- [Directions]:
Report every line in the data below that contains the word "Query", copying each of those lines in full.
# START OF Extracted material
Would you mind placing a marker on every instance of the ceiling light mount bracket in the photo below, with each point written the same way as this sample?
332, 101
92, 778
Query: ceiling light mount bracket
# END OF Extracted material
# START OF Extracted material
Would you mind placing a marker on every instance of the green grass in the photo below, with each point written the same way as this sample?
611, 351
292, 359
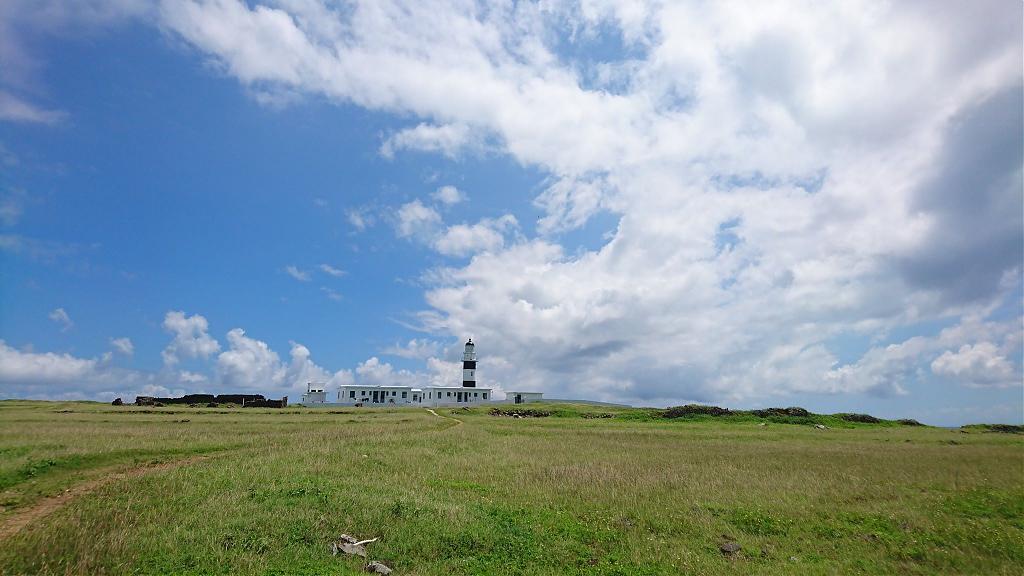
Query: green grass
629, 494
# END OF Extracted material
# START OF Extracted material
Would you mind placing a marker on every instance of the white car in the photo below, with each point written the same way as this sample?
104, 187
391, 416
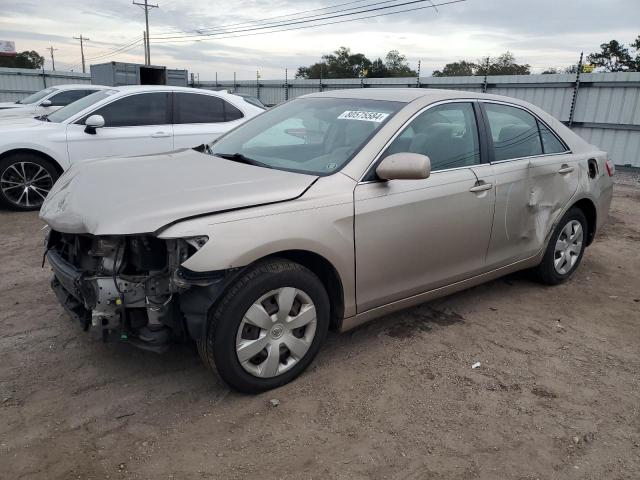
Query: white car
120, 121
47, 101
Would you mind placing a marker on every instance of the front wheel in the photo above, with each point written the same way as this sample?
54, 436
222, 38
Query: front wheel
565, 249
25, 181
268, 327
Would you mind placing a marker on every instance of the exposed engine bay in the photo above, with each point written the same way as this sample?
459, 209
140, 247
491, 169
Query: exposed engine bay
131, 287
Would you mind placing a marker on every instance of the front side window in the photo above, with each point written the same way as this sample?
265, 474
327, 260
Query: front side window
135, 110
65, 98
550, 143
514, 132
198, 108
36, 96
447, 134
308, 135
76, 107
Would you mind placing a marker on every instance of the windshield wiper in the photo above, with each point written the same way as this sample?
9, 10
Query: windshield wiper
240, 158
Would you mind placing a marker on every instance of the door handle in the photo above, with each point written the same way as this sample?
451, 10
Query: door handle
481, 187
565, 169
# END OF Extracted material
- [Solved exercise]:
Query: ceiling light mount bracket
Query: green grass
Query: white car
Query: front wheel
Query: exposed engine bay
Query: front side window
Query: windshield wiper
Query: door handle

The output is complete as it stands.